*TASK DESCRIPTION*: Would you copy out exactly the lines of the listing below, beginning with the one that contains "One keypoint belongs to every instance. Tag the open" and ending with the last?

*RECORDS PROVIDED*:
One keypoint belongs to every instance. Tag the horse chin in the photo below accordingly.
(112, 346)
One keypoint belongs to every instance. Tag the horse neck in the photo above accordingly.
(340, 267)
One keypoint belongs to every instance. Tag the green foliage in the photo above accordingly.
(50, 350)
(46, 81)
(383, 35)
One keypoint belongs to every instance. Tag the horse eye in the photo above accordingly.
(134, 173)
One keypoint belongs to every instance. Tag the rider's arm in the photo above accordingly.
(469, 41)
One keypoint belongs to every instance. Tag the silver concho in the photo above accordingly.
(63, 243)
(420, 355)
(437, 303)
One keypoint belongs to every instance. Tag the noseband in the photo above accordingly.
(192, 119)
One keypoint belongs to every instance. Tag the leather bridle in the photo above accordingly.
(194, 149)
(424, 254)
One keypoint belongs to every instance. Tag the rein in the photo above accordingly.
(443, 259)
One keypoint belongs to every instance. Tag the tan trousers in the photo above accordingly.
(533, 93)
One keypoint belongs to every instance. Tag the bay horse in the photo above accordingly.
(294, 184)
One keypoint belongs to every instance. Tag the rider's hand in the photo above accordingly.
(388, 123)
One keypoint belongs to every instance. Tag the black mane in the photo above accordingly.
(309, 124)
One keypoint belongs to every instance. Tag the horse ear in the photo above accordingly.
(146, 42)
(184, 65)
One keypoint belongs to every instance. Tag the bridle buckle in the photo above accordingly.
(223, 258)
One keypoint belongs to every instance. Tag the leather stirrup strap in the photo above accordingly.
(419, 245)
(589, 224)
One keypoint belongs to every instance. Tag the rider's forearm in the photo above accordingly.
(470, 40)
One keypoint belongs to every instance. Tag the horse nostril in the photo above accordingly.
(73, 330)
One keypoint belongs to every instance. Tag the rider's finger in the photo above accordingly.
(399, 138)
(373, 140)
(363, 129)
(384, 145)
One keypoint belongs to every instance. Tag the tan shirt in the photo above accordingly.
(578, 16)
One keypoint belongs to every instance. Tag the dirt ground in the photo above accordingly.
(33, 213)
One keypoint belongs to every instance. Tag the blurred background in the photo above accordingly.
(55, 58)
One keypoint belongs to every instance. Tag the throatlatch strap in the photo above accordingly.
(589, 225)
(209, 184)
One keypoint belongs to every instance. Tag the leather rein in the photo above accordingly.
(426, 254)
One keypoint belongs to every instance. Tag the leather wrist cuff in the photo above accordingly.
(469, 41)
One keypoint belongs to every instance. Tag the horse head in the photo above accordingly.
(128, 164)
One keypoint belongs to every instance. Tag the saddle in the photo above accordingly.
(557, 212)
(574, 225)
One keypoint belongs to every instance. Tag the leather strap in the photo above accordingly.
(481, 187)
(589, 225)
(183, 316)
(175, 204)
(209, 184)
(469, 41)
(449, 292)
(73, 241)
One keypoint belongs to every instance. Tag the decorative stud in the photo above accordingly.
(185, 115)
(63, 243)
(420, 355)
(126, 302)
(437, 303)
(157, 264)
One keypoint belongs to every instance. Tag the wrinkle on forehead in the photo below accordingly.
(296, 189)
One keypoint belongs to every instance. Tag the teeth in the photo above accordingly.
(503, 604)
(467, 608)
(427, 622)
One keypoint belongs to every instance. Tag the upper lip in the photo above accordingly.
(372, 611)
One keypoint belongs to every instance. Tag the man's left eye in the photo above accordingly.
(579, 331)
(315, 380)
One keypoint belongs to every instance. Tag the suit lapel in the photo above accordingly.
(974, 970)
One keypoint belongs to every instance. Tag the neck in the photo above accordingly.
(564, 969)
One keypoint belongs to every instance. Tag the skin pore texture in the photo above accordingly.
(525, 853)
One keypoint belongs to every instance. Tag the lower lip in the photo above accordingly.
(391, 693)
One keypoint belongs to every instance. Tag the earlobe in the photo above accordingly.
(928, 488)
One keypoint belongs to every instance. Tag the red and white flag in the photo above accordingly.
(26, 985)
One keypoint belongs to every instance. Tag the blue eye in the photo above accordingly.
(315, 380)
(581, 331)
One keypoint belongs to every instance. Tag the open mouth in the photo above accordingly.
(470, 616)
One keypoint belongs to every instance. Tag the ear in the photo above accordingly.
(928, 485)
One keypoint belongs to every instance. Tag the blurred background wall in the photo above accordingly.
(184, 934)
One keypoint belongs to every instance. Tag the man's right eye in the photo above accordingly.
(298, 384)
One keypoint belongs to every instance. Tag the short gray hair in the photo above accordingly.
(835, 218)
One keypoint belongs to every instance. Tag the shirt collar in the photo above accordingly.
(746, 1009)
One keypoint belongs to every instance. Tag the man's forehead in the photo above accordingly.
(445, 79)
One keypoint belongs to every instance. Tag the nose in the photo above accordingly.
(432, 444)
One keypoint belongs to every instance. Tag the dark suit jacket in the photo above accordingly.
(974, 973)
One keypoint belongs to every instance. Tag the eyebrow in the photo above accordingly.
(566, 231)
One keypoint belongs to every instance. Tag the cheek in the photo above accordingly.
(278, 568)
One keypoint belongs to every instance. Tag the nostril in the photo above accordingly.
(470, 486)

*SOLVED PROBLEM*:
One keypoint belongs to every instance. Tag the open mouth in the photo above accordingly.
(470, 616)
One keypoint belongs to every instance. Tag the ear in the photo above accordingly.
(928, 485)
One keypoint belongs to every instance. Tag the blurred background wall in the photo above accordingly.
(184, 934)
One keypoint belongs to every instance. Tag the man's right eye in the photo above accordingly.
(298, 384)
One keypoint belongs to every instance. Tag the short gray hair in the photo above accordingly.
(835, 218)
One keypoint belongs to every instance. Tag the shirt collar in the photo above accordingly.
(746, 1009)
One keypoint belongs to every instance. Tag the man's forehead in the photo above accordingly.
(445, 79)
One keypoint belongs to every instance. Tag the nose in the photo above accordingly.
(432, 444)
One keypoint belongs to every instance. Tag the dark suit jacket in the photo above accordingly.
(974, 973)
One keypoint belongs to every instance. Tag the eyebrow in the photo above accordingly.
(566, 231)
One keypoint belongs to every instance. Tag the cheek in the photo above accordingly.
(278, 568)
One keypoint belongs to every instance. Tag the nostril in the photo above accordingly.
(470, 486)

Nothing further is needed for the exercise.